> _Problem to work on_
Your output should consist solely of the lines from the one with "Target: lift tower platform" through the end of the records, reproduced exactly, both ends included.

START Material provided

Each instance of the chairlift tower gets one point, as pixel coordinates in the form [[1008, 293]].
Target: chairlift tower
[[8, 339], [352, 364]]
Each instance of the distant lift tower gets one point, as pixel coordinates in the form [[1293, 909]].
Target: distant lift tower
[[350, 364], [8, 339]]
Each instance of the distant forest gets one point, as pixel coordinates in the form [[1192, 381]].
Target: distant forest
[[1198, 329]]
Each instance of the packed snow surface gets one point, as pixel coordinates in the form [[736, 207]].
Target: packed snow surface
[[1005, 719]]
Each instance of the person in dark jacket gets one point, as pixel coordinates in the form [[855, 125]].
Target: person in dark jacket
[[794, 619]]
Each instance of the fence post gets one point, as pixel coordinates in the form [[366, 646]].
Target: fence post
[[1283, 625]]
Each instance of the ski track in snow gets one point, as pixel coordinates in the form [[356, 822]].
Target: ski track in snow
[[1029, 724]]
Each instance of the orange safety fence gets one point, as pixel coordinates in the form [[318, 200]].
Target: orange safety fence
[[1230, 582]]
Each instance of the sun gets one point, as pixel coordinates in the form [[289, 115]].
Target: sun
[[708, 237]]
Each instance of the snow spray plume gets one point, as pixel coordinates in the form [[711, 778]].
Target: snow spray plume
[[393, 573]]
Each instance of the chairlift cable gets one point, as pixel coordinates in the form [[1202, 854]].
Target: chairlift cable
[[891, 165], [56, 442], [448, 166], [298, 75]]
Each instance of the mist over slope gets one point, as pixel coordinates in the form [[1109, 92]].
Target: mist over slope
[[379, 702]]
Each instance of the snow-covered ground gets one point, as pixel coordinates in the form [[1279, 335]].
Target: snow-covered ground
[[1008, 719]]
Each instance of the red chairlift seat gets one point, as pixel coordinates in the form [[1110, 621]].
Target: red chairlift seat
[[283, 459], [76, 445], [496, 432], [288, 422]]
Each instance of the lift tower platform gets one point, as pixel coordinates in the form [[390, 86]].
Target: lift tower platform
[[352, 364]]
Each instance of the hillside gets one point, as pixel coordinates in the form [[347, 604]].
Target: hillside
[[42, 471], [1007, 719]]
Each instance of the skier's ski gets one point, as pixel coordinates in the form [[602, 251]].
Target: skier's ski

END Material provided

> _Reply_
Target: lift tower platform
[[352, 364]]
Each instance of the hillside gets one point, as pixel coordinates in the form [[347, 604]].
Target: hillside
[[42, 471], [1007, 719]]
Each instance of the skier's ski gets one point, as pixel coordinates in the form [[602, 251]].
Target: skier's ski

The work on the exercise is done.